== Do this ==
Reproduce the line that contains "line in the photo above." and every line after it through the end of the records, exactly, with nothing added.

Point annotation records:
= = =

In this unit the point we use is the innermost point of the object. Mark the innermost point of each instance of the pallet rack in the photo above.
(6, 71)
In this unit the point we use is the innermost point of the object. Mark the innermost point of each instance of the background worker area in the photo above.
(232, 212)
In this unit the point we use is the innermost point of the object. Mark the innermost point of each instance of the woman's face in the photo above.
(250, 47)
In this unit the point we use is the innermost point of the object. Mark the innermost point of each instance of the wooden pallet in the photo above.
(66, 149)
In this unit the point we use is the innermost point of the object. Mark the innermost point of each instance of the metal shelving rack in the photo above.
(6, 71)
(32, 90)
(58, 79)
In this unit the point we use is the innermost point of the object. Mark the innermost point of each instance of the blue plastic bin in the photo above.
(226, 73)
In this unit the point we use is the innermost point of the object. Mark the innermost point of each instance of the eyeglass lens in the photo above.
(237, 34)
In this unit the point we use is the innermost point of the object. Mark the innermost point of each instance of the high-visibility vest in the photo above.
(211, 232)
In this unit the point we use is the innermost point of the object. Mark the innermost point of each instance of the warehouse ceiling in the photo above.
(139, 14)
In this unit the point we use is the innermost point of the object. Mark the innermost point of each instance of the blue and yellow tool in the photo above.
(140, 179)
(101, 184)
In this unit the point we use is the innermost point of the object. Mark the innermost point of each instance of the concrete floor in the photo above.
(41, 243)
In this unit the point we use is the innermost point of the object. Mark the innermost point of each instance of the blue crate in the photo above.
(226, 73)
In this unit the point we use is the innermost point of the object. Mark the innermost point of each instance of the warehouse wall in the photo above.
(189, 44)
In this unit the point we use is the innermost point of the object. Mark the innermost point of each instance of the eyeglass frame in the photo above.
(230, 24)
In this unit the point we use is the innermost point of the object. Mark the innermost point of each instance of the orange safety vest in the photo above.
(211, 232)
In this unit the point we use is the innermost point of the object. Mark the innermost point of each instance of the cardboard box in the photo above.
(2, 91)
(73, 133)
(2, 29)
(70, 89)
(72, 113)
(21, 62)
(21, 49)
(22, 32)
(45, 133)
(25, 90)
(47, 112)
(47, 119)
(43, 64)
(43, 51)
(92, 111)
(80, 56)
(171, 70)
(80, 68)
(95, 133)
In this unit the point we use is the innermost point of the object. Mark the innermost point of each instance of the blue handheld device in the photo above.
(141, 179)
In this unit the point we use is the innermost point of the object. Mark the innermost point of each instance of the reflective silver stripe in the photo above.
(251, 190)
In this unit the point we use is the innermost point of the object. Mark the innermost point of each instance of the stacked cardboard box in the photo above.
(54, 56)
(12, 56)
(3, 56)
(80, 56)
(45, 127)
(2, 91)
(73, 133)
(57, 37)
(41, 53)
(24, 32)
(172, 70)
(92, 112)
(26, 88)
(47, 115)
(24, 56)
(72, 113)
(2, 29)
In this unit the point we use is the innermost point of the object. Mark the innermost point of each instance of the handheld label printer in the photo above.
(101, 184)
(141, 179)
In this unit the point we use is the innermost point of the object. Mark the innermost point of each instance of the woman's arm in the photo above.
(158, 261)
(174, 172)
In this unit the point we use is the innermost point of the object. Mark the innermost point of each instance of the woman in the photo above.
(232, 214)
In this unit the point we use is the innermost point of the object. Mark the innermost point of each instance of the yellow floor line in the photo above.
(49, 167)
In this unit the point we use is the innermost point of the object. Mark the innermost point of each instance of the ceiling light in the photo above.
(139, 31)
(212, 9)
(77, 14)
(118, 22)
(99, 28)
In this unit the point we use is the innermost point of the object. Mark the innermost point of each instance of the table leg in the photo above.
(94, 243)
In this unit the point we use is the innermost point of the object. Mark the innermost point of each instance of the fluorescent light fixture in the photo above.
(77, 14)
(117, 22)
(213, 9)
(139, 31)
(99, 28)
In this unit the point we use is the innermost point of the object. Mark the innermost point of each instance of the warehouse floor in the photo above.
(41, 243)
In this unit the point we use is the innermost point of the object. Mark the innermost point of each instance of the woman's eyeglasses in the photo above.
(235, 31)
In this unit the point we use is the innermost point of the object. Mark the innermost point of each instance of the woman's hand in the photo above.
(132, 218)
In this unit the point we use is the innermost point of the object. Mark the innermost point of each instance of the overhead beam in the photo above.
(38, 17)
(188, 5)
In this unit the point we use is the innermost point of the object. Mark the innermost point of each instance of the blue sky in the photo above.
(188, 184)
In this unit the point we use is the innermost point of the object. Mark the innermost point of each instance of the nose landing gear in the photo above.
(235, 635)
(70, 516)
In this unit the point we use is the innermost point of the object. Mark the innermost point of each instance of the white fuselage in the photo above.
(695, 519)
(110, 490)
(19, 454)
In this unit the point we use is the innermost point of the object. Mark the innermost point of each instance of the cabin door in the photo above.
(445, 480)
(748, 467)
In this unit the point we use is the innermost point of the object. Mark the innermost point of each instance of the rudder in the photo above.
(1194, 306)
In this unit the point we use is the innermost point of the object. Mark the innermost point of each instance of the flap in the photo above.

= = =

== Written answer ==
In this unit the point we use is the innermost point of the object. Mark the innermost point of each instance of the yellow floor line in the photo above.
(49, 167)
In this unit the point we use is the innermost point of the object. Mark the innermost point of each instance of the ceiling light in the photo above.
(139, 31)
(212, 9)
(77, 14)
(118, 22)
(99, 28)
In this unit the point we use is the innermost point of the object. Mark the innermost point of each instance of the table leg in the photo above.
(94, 243)
In this unit the point we use is the innermost point of the object. Mark the innermost point of each instance of the fluorescent light fixture in the photo above.
(77, 14)
(117, 22)
(213, 9)
(139, 31)
(99, 28)
In this unit the point we use is the innermost point of the object. Mark the innermost point of each instance of the warehouse floor in the photo above.
(41, 243)
In this unit the point we use is the innermost point of the object. Mark the innermost point of each instance of the woman's eyeglasses in the photo above.
(235, 31)
In this unit the point we use is the innermost point of the object. Mark the innermost point of each instance of the woman's hand in the photo above.
(132, 218)
In this unit the point we use is the innermost point of the object. Mark the innermost point of each instance of the overhead beam in the photo above.
(38, 17)
(188, 5)
In this unit the point we use is the innermost point of the object. Mark the innermost point of each instance of the blue sky in the photo above.
(188, 184)
In this unit the point we use is the innermost point of the object. Mark the innermost point of each instance of the nose landing gear in the photo above.
(235, 635)
(70, 516)
In this unit the point we use is the innermost point of the object. Mark the innermost point of each instance of the white fuselage in the photo above.
(695, 519)
(110, 490)
(19, 454)
In this unit the point we use is the innermost point of the object. Mark the innermost point of each instance of the cabin door in the photo above.
(445, 480)
(748, 467)
In this unit the point we use is the innermost point of the object. Mark the innermost point of each instance of the rudder in the photo above.
(1194, 306)
In this unit the point we use is the innermost point of the object. Mark the innermost point of each instance of the flap in the photo above.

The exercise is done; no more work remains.